(TEXT SEGMENT begins)
To be successful at natural dyeing you need to know a bit about mordants and fixatives.
Basically, natural dyes will not adhere to natural fibres without the use of
a mordant or fixative. Whilst you may initially get a beautiful result from the dyeing, it will
soon wash out or fade away!
Protein fibres like silk and wool absolutely need a plant extract (dye) and a mineral mordant.
So, if you are looking to dye some yarn to eventually produce a garment that will wash well
you must learn a little about mordants!

Soaking the wool or yarn in water to which a mordant has been added will ensure your lovely
natural dye fixes to what you are dyeing.
To do this fill your pot with cool water to which your mordant has been added. Stir well to
ensure the mineral has dispersed through the water evenly and then place your dye material
(wool, fibre, yarn, thread) gently into the pot. Slowly bring to a simmer for about 20 – 30
minutes, then turn the heat off and leave to cool.
As the water cools, the mordant will adhere to the fibre or yarn in the pot. At this stage, you
can dry your mordanted yarn and store it for later use. Or you can transfer it to your dye bath
where the natural dye you have chosen will now fix itself to the mordant in your yarn or
fibre.
Caution: some mordants are poisonous! The use of Copper, Iron, Tin and Chrome mordants
has decreased over recent years as dyers have become more environmentally aware and
health conscious.  Always wear gloves and follow the safety advice at the bottom of this
article.
List of Mordants for Natural Dyeing
Alum
The specific compound is hydrated potassium aluminium sulfate. Alum can sometimes be
found in your local supermarket, as it is often used in canning and preserving.  Alum is one of
the most popular mordants used in natural dyeing, as you can dye and mordant all at the same
time.  Just add your alum to the dye bath, mix well, then add yarn or fibre.

If you can’t find alum locally (or just can’t be bothered), you can easily order some via
Amazon. This offer to the right has a lot of great reviews, click to check them out.
Alum is also regarded as the safest of the common mordants, so it is probably your best bet if
you are just starting out.
Note: too much Alum can make your yarn sticky, so less is best. However you may need to
experiment to get a deeper color.  A good starting point is 1/4lb Alum and 1 oz Cream of
Tartar to 1lb wool or yarn.
(TEXT SEGMENT ends)
## TASKS TO PERFORM
1. From the passage on mordants, reproduce the text starting with "To be successful" and going on through "little about mordants!".
2. In the passage on mordants, what specific compound is alum identified as?
3. Continue the passage on mordants for natural dyeing from the point at which it stops.
(RECORDS SHOWN begins)
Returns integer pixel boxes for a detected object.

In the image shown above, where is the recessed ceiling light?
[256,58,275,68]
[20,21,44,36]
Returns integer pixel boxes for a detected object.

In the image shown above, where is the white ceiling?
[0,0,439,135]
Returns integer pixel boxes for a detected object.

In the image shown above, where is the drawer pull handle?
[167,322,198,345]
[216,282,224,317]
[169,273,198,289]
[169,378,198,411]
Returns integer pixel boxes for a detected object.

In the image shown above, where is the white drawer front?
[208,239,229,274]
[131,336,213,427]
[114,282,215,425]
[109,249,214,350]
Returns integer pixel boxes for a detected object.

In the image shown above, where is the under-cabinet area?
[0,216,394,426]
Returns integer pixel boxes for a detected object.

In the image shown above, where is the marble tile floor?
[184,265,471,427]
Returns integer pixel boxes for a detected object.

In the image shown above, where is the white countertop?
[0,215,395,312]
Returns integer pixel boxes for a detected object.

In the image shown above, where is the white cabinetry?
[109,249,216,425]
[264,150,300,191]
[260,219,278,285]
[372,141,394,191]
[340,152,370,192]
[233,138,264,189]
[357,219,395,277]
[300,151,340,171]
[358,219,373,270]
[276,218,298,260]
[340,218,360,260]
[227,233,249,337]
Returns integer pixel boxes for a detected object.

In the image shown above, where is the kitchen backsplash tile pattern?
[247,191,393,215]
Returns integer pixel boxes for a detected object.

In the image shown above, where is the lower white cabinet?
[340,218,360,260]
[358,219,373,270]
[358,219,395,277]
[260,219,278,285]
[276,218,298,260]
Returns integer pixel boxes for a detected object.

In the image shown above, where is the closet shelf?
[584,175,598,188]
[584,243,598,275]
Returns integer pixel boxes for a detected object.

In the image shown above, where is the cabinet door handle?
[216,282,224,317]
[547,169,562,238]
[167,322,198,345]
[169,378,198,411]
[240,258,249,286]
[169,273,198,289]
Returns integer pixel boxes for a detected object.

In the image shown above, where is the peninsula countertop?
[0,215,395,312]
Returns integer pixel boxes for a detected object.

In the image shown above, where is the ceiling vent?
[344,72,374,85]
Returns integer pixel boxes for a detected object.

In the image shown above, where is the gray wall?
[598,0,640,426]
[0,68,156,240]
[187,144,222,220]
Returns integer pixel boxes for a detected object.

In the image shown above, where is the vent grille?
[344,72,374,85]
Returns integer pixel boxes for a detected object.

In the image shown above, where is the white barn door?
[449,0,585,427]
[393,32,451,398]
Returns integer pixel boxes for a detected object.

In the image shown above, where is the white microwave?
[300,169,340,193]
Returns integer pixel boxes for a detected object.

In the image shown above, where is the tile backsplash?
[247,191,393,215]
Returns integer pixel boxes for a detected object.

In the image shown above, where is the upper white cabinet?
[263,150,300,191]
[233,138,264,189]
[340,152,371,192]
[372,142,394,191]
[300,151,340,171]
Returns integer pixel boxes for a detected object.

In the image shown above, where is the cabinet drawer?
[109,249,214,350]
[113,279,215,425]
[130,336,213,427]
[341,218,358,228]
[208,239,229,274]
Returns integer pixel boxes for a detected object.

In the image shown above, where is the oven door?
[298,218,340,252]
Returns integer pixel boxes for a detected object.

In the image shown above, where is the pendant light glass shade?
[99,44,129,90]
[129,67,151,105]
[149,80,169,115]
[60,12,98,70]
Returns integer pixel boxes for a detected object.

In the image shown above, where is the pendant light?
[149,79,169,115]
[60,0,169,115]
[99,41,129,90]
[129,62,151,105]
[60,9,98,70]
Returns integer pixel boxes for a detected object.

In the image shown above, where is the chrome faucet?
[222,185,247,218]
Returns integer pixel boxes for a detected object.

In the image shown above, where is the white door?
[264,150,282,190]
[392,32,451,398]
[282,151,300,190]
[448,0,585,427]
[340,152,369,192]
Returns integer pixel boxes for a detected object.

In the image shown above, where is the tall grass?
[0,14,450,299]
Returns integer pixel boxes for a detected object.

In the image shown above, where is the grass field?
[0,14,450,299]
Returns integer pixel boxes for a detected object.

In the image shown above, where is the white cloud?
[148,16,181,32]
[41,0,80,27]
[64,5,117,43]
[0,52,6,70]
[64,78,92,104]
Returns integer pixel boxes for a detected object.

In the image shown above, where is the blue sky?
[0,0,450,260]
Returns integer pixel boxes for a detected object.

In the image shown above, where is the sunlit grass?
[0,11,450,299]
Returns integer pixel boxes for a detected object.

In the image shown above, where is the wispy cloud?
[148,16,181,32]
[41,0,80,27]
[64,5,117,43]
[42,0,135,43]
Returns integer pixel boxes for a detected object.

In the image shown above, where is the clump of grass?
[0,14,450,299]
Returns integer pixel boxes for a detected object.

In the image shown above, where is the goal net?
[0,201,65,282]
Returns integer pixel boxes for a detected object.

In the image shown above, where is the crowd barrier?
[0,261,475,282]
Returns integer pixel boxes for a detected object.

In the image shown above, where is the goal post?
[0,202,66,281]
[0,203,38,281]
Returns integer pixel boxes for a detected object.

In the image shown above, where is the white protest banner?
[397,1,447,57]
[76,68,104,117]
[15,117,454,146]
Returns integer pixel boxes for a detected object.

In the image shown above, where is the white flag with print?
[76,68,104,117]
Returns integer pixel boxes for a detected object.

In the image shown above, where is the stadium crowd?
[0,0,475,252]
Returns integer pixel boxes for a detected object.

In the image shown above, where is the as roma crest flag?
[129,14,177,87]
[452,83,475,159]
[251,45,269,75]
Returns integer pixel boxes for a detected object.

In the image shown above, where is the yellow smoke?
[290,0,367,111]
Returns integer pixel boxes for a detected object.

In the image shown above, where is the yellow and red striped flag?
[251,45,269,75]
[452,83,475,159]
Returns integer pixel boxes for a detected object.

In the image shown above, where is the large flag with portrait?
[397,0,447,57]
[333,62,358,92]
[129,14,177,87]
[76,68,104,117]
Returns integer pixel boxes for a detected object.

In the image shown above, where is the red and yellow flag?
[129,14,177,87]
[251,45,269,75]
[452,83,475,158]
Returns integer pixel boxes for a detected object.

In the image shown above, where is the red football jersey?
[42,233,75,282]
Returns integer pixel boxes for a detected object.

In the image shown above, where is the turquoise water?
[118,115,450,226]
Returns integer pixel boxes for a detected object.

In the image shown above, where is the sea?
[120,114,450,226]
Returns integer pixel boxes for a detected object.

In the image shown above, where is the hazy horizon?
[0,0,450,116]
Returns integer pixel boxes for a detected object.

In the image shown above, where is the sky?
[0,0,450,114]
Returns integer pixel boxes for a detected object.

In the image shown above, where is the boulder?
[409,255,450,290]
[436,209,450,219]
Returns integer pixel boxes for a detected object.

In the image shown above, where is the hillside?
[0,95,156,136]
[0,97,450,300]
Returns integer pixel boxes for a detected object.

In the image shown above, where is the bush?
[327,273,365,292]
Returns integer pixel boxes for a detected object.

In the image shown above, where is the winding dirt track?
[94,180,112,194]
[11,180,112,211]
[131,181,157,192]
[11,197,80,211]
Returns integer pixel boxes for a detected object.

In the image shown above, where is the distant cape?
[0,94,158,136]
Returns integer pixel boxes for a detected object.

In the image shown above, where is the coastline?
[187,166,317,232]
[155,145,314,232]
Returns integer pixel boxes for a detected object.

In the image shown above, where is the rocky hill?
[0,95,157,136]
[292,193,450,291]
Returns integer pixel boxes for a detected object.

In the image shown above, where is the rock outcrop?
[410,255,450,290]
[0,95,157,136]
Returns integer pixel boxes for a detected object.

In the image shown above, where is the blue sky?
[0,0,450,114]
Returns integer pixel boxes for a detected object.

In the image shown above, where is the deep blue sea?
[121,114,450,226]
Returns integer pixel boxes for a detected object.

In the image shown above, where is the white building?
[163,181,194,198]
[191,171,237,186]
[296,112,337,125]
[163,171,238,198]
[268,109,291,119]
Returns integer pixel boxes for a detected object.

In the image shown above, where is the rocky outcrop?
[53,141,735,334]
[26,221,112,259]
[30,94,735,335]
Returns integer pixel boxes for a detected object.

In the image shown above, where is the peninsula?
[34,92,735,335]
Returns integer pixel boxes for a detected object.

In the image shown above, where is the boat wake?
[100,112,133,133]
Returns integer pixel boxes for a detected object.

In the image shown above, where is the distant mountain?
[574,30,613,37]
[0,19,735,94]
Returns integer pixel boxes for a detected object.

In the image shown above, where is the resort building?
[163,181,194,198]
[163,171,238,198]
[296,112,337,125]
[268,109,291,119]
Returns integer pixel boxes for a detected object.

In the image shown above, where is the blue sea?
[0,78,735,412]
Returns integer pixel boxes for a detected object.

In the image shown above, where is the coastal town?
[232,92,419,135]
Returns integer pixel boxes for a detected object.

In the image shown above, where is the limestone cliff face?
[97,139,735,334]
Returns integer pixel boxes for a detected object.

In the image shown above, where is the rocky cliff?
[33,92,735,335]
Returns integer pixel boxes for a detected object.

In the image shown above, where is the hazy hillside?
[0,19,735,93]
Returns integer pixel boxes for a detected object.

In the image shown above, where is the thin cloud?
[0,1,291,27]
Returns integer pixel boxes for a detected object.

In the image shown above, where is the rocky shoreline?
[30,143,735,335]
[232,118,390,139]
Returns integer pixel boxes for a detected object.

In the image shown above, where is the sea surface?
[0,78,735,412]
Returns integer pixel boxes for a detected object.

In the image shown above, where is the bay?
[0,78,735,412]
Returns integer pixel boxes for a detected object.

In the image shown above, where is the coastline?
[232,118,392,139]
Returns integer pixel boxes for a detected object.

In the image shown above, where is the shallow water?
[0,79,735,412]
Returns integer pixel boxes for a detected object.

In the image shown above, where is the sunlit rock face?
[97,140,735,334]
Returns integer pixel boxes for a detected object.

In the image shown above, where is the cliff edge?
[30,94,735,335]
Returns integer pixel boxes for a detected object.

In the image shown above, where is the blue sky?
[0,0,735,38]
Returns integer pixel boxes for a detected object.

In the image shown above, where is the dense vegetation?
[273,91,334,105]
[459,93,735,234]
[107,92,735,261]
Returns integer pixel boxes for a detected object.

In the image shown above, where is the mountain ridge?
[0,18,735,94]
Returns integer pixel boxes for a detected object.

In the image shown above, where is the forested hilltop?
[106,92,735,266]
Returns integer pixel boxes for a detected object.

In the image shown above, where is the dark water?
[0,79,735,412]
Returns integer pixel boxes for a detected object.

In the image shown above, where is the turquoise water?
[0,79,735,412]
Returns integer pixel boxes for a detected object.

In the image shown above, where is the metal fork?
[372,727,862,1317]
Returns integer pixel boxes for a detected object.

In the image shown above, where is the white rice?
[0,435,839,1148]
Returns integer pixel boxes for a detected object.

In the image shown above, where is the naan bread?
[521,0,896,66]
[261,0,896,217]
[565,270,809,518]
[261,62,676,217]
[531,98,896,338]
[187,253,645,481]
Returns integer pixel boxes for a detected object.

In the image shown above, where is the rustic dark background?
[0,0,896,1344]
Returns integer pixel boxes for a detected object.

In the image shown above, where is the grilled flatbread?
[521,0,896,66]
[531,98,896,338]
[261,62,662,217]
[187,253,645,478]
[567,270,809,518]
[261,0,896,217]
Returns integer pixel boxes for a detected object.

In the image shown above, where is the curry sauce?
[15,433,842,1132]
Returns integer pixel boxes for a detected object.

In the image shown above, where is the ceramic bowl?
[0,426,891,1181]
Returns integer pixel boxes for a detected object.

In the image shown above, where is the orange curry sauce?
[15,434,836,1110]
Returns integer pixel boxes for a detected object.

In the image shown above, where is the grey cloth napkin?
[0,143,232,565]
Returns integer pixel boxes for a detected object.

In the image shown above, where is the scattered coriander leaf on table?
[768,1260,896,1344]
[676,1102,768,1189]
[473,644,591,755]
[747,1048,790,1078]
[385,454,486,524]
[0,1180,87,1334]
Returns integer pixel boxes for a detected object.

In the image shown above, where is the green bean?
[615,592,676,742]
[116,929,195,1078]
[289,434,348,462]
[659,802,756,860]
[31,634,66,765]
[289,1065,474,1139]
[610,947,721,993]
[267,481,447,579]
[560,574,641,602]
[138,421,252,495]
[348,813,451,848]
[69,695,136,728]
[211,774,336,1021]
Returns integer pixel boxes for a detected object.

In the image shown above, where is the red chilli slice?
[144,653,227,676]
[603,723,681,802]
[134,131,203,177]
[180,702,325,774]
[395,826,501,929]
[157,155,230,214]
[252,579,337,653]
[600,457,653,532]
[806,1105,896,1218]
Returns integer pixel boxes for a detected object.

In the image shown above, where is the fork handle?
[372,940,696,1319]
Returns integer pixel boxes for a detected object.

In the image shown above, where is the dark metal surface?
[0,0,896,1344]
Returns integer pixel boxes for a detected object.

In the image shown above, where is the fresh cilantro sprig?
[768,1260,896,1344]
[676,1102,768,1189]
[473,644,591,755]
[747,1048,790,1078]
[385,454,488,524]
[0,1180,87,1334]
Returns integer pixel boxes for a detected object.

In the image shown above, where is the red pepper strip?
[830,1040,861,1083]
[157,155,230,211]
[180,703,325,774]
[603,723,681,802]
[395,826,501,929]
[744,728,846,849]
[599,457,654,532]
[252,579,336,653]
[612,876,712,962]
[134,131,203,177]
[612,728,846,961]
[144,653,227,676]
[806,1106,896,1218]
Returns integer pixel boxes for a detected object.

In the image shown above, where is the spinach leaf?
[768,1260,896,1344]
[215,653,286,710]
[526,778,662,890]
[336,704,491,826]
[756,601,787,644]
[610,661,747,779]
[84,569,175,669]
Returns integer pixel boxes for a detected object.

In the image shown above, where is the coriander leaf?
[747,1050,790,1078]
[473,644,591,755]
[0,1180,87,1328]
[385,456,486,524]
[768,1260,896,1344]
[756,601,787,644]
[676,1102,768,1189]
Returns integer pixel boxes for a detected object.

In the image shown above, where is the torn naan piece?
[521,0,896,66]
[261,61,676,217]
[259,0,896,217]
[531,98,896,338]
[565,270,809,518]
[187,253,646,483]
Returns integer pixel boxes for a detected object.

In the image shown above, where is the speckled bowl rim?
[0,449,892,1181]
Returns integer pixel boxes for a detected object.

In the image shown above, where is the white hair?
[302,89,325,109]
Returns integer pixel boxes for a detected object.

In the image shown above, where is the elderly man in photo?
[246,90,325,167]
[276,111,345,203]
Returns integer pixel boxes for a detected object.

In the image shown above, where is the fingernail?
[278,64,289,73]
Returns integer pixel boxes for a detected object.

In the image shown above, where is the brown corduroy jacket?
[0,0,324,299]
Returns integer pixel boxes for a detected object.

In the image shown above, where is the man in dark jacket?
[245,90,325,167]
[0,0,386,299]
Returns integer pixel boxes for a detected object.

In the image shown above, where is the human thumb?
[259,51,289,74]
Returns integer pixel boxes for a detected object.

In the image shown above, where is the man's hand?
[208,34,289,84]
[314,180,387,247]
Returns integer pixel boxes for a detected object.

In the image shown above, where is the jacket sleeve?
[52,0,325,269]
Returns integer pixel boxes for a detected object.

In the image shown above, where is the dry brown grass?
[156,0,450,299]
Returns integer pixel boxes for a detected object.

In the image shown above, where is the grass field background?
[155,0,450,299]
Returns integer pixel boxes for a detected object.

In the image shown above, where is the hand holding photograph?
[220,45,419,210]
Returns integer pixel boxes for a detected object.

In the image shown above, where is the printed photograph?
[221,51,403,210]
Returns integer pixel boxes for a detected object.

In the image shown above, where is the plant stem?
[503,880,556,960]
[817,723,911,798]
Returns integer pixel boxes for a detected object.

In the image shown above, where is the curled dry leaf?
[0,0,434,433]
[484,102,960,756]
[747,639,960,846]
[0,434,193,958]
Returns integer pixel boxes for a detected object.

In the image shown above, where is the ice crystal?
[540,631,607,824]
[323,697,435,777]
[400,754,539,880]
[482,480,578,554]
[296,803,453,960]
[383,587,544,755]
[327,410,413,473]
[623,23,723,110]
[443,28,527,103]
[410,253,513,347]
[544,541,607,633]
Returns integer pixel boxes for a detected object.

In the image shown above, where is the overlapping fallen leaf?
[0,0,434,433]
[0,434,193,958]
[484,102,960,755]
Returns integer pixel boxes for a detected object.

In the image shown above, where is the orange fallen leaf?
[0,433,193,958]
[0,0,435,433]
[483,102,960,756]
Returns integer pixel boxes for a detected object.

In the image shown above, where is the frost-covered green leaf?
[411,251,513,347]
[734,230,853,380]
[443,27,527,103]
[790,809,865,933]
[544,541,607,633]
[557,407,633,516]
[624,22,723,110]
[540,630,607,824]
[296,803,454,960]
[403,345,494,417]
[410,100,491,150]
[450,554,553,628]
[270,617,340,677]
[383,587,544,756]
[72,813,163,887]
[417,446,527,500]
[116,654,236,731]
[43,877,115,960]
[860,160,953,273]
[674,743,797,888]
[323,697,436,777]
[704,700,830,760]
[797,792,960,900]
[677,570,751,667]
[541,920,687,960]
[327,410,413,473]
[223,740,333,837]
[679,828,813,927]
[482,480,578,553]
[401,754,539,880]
(RECORDS SHOWN ends)
## RESPONSES FOR EACH TASK
1.
To be successful at natural dyeing you need to know a bit about mordants and fixatives.
Basically, natural dyes will not adhere to natural fibres without the use of
a mordant or fixative. Whilst you may initially get a beautiful result from the dyeing, it will
soon wash out or fade away!
Protein fibres like silk and wool absolutely need a plant extract (dye) and a mineral mordant.
So, if you are looking to dye some yarn to eventually produce a garment that will wash well
you must learn a little about mordants!

2. Hydrated potassium aluminium sulfate.

3.
Iron
Iron (or Ferrous Sulphate) tends to darken the dye on your fibre or yarn. Use to create lovely
browns. 1/2 oz (15 grams) Iron per pound (500 grams) fibre.
Old nails boiled in water will also create an effective and free iron mordant.

Iron will dull down colors so care must be taken if that is not the look you are searching for.
Copper
Old pennies are made of copper and you can choose to (literally) save a few pennies and use
these as your mordant.
However, it is more effective to simply buy copper sulfate. Again, this is
readily available online, just click the link to the left to check out this one from Amazon.
Copper produces lovely greens!
The measurements are the same as for iron. Copper is toxic! Please see warning notes below!
Tin

As a mordant, tin has a tendency to be very harsh on the wool or


yarn and can make it quite brittle. Small amounts are recommended!
However, when used correctly, tin leaves a clear and very fast color.
Because of the harshness of tin it is most often used in tiny amounts along with another
mordant, or is added as an after bath to brighten colors. Tin is highly toxic, please see
warning notes below.
Chrome
Use at a rate of 2 – 4% chrome to wool weight. The advantage of using chrome is that it
leaves the wool soft to the touch, whereas the other mordants can be quite harsh leaving your
wool slightly crunchy.
I would actually not recommend using chrome these days, as it has been found to be proven
carcinogen!
List of Fixatives
Cottons and linens or other plant based textiles need a fixative to help set the dye, so that
your wonderful creation does not lose color quickly.
 Salt – Use salt as a fixative for cotton fabrics, thread or yarns. As a general rule you
should use 1 part salt to 16 parts water.  Place your dyeing medium into the salted
water and simmer for about an hour to allow maximum absorption.  Gently squeeze
the salted water from your dyeing medium and then – whilst still wet – immerse the
item into the dye bath.
 Tannins – Tannins occur naturally in some plants, which eliminates the need for
other fixatives. These plants are indicated by an “**” mark in the colors page.
 Vinegar – 1 part vinegar to 4 parts water.  Use as per salt above.
 Baking Soda – 1/2 cup baking soda to 1 gallon water. Simmer.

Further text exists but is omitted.